» **Direction**:
Please revise the listing below by changing "Return the mask" to "Output the mask" wherever it occurs, keeping everything else the same. Leave the pictures out of your answer.

━━━━━━━━━━━━━━━━

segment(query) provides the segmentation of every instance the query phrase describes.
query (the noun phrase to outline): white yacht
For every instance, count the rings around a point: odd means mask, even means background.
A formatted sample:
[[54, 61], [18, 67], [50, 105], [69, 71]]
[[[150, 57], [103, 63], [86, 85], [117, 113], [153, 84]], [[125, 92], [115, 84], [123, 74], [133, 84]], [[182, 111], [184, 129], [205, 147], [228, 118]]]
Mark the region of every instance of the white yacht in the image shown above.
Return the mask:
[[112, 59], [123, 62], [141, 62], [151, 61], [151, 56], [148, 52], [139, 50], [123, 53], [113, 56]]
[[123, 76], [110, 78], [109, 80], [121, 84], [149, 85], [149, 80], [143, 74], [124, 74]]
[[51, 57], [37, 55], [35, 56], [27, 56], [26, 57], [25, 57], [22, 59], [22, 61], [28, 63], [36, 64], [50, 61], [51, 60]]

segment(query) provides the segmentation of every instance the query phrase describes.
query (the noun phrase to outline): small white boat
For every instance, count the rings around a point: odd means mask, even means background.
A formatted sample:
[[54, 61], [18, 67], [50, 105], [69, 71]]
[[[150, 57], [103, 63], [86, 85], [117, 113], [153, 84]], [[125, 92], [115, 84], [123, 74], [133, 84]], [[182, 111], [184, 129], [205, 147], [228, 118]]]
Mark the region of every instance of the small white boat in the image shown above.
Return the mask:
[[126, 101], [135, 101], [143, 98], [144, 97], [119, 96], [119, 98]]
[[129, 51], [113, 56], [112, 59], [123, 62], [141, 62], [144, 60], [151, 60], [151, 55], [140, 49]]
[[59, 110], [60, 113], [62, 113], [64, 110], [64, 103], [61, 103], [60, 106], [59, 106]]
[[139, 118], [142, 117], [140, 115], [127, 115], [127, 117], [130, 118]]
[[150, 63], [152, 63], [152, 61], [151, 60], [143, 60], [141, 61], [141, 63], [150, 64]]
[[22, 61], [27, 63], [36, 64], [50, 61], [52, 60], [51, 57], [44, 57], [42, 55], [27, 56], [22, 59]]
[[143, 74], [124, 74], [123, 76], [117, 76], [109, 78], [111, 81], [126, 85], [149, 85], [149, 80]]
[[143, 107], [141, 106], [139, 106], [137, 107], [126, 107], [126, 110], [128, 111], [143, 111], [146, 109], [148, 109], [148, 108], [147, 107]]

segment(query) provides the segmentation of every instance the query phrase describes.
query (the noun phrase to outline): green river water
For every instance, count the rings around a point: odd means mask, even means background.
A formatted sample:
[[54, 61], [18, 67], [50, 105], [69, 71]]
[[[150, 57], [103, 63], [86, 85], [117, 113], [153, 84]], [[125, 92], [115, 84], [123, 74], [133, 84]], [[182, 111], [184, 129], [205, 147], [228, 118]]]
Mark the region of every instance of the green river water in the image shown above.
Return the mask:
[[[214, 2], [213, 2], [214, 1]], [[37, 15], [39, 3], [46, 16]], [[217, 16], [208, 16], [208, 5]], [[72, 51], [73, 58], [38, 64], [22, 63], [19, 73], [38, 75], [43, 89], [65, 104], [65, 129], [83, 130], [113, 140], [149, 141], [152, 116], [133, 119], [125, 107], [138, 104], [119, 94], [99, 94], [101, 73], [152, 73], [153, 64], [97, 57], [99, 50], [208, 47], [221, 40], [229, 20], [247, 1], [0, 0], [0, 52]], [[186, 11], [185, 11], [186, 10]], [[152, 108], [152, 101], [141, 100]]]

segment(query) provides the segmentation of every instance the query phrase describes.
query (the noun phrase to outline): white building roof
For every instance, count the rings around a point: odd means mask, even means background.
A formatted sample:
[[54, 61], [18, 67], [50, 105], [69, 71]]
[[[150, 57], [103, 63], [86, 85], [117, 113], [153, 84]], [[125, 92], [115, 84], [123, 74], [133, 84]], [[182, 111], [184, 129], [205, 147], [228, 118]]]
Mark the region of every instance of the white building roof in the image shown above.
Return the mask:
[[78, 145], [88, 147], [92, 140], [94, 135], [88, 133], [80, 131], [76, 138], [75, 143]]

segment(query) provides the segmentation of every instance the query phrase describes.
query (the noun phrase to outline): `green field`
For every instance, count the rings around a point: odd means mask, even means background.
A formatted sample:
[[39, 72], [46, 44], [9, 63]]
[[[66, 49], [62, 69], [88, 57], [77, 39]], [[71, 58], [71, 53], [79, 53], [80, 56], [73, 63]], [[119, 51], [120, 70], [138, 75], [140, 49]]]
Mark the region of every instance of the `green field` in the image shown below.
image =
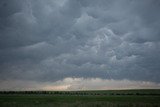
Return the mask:
[[0, 107], [160, 107], [160, 90], [0, 92]]

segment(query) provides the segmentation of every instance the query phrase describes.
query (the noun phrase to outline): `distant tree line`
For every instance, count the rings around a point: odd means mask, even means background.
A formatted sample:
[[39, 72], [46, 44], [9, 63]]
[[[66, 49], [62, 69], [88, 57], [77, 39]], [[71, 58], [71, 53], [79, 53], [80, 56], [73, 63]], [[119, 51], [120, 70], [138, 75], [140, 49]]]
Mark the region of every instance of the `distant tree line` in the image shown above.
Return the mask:
[[48, 94], [48, 95], [77, 95], [77, 96], [87, 96], [87, 95], [96, 95], [96, 96], [127, 96], [127, 95], [137, 95], [137, 96], [160, 96], [160, 93], [116, 93], [116, 92], [90, 92], [90, 91], [0, 91], [0, 94]]

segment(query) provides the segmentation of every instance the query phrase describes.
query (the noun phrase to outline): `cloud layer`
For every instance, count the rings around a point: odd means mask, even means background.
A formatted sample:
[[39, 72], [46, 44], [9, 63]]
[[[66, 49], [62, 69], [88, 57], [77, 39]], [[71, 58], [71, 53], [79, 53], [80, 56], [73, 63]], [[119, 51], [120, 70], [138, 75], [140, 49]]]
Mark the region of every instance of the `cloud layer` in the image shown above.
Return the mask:
[[1, 0], [0, 80], [160, 82], [160, 1]]

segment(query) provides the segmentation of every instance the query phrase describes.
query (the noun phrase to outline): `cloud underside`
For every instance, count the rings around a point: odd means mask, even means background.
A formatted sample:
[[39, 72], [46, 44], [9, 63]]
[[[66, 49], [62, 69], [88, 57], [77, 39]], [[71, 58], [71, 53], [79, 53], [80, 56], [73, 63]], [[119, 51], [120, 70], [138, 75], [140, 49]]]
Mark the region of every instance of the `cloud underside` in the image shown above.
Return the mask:
[[157, 0], [1, 0], [0, 84], [159, 83], [159, 10]]
[[64, 78], [56, 82], [37, 82], [8, 80], [1, 83], [0, 90], [47, 90], [47, 91], [78, 91], [78, 90], [125, 90], [125, 89], [159, 89], [160, 84], [147, 81], [108, 80], [101, 78]]

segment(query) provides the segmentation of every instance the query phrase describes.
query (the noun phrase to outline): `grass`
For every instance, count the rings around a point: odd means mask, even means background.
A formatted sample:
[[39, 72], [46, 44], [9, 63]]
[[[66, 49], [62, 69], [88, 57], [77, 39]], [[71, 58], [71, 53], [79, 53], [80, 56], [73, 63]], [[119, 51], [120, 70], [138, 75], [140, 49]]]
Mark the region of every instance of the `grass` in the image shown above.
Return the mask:
[[160, 107], [160, 90], [1, 93], [0, 107]]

━━━━━━━━━━━━━━━━

» **Output of the exercise**:
segment(query) provides the segmentation of every instance the query phrase describes.
query (the noun phrase to outline): white yacht
For every instance, count the rings around a point: odd means mask, even means background.
A formatted sample:
[[54, 61], [18, 67], [50, 105], [69, 71]]
[[[150, 57], [103, 63], [86, 85], [117, 113], [153, 84]], [[125, 92], [115, 84], [123, 74], [133, 84]], [[182, 111], [184, 129], [205, 147], [228, 118]]]
Mark the region of every instance of the white yacht in the image shown above.
Output the mask:
[[112, 59], [123, 62], [141, 62], [151, 61], [151, 56], [148, 52], [139, 50], [123, 53], [113, 56]]
[[123, 76], [110, 78], [109, 80], [121, 84], [149, 85], [149, 80], [143, 74], [124, 74]]
[[51, 57], [37, 55], [35, 56], [27, 56], [26, 57], [25, 57], [22, 59], [22, 61], [28, 63], [36, 64], [50, 61], [51, 60]]

segment(query) provides the segmentation of every instance the query phrase describes.
query (the noun phrase to outline): small white boat
For every instance, count the rings around a point: odd means mask, even means background.
A formatted sample:
[[54, 61], [18, 67], [50, 105], [69, 71]]
[[[150, 57], [103, 63], [86, 85], [117, 113], [153, 84]], [[125, 92], [115, 84], [123, 74], [133, 84]], [[182, 111], [184, 129], [205, 147], [228, 118]]]
Mark the region of every instance of the small white boat in the image shown above.
Output the mask:
[[126, 101], [135, 101], [143, 98], [144, 97], [119, 96], [119, 98]]
[[129, 51], [113, 56], [112, 59], [123, 62], [141, 62], [144, 60], [151, 60], [151, 55], [140, 49]]
[[59, 110], [60, 113], [62, 113], [64, 110], [64, 103], [61, 103], [60, 106], [59, 106]]
[[139, 118], [142, 117], [140, 115], [127, 115], [127, 117], [130, 118]]
[[150, 63], [152, 63], [152, 61], [151, 60], [143, 60], [141, 61], [141, 63], [150, 64]]
[[22, 61], [27, 63], [36, 64], [50, 61], [52, 60], [51, 57], [44, 57], [42, 55], [27, 56], [22, 59]]
[[143, 74], [124, 74], [123, 76], [117, 76], [109, 78], [111, 81], [126, 85], [149, 85], [149, 80]]
[[143, 107], [141, 106], [139, 106], [137, 107], [126, 107], [126, 110], [128, 111], [143, 111], [146, 109], [148, 109], [148, 108], [147, 107]]

segment(query) provides the segmentation of every instance the query phrase describes.
query (the noun phrase to outline): green river water
For every instance, count the rings around a point: odd means mask, even means background.
A formatted sample:
[[54, 61], [18, 67], [50, 105], [69, 71]]
[[[150, 57], [103, 63], [86, 85], [117, 113], [153, 84]], [[125, 92], [115, 84], [123, 74], [133, 84]], [[182, 111], [184, 129], [205, 147], [228, 118]]]
Mark the region of every instance of the green river water in the image shown above.
Output the mask:
[[[214, 2], [213, 2], [214, 1]], [[37, 15], [39, 3], [46, 16]], [[217, 16], [208, 16], [208, 5]], [[72, 51], [73, 58], [38, 64], [22, 63], [19, 73], [38, 75], [43, 89], [65, 104], [65, 129], [83, 130], [113, 140], [149, 141], [152, 116], [133, 119], [125, 107], [138, 104], [119, 94], [99, 94], [101, 73], [152, 73], [153, 64], [97, 57], [99, 50], [208, 47], [221, 40], [229, 20], [247, 1], [0, 0], [0, 52]], [[186, 11], [185, 11], [186, 10]], [[152, 108], [152, 101], [141, 100]]]

segment(query) provides the segmentation of every instance the query phrase describes.
query (the noun phrase to outline): white building roof
For every instance, count the rings around a point: odd means mask, even means background.
A formatted sample:
[[54, 61], [18, 67], [50, 105], [69, 71]]
[[[150, 57], [103, 63], [86, 85], [117, 113], [153, 84]], [[125, 92], [115, 84], [123, 74], [133, 84]], [[182, 111], [184, 129], [205, 147], [228, 118]]]
Mark the region of every instance of the white building roof in the image shown above.
Output the mask:
[[78, 145], [88, 147], [92, 140], [94, 135], [88, 133], [80, 131], [76, 138], [75, 143]]

segment(query) provides the segmentation of every instance the query phrase describes.
query (the noun phrase to outline): `green field`
For every instance, count the rings around a point: odd means mask, even means background.
A formatted sample:
[[39, 72], [46, 44], [9, 63]]
[[[66, 49], [62, 69], [88, 57], [77, 39]], [[71, 58], [71, 53], [79, 53], [80, 56], [73, 63]], [[119, 51], [120, 70], [138, 75], [140, 49]]]
Mark the region of every instance of the `green field` in the image shown below.
image =
Output the mask:
[[0, 107], [160, 107], [160, 90], [0, 92]]

segment(query) provides the segmentation of every instance the query phrase describes.
query (the noun phrase to outline): `distant tree line`
For every instance, count the rings around a point: odd means mask, even means background.
A formatted sample:
[[39, 72], [46, 44], [9, 63]]
[[[66, 49], [62, 69], [88, 57], [77, 39]], [[71, 58], [71, 53], [79, 53], [80, 56], [73, 63]], [[119, 51], [120, 70], [138, 75], [140, 49]]]
Mark the region of every instance of the `distant tree line` in the image shown above.
Output the mask:
[[48, 94], [48, 95], [77, 95], [77, 96], [87, 96], [87, 95], [96, 95], [96, 96], [127, 96], [127, 95], [137, 95], [137, 96], [160, 96], [160, 93], [116, 93], [116, 92], [90, 92], [90, 91], [0, 91], [0, 94]]

segment(query) provides the segmentation of every instance the query phrase describes.
query (the noun phrase to outline): `cloud layer`
For every instance, count the rings around a point: odd means mask, even means background.
A formatted sample:
[[39, 72], [46, 44], [9, 63]]
[[[66, 49], [62, 69], [88, 57], [77, 39]], [[71, 58], [71, 53], [79, 53], [80, 56], [73, 63]], [[119, 51], [120, 70], [138, 75], [140, 49]]]
Mark the region of every instance of the `cloud layer` in the image shown above.
Output the mask:
[[1, 0], [0, 80], [160, 82], [160, 1]]

segment(query) provides the segmentation of every instance the query phrase describes.
query (the noun phrase to outline): `cloud underside`
For every instance, count the rings around a point: odd means mask, even means background.
A formatted sample:
[[39, 72], [46, 44], [9, 63]]
[[[66, 49], [62, 69], [88, 57], [77, 39]], [[71, 58], [71, 53], [79, 53], [80, 56], [73, 63]], [[119, 51], [120, 70], [138, 75], [140, 49]]]
Mark the region of every instance of the `cloud underside` in the image shown above.
Output the mask:
[[157, 0], [1, 0], [0, 84], [159, 83], [159, 10]]
[[64, 78], [56, 82], [37, 82], [8, 80], [1, 83], [0, 90], [47, 90], [47, 91], [78, 91], [78, 90], [125, 90], [125, 89], [159, 89], [160, 84], [147, 81], [108, 80], [101, 78]]

segment(query) provides the segmentation of every instance the query phrase describes.
query (the noun phrase to outline): `grass`
For every instance, count the rings around a point: odd means mask, even means background.
A formatted sample:
[[39, 72], [46, 44], [9, 63]]
[[[66, 49], [62, 69], [88, 57], [77, 39]], [[71, 58], [71, 53], [79, 53], [80, 56], [73, 63]], [[119, 51], [120, 70], [138, 75], [140, 49]]]
Mark the region of every instance of the `grass` in the image shown above.
Output the mask:
[[160, 107], [160, 90], [1, 93], [0, 107]]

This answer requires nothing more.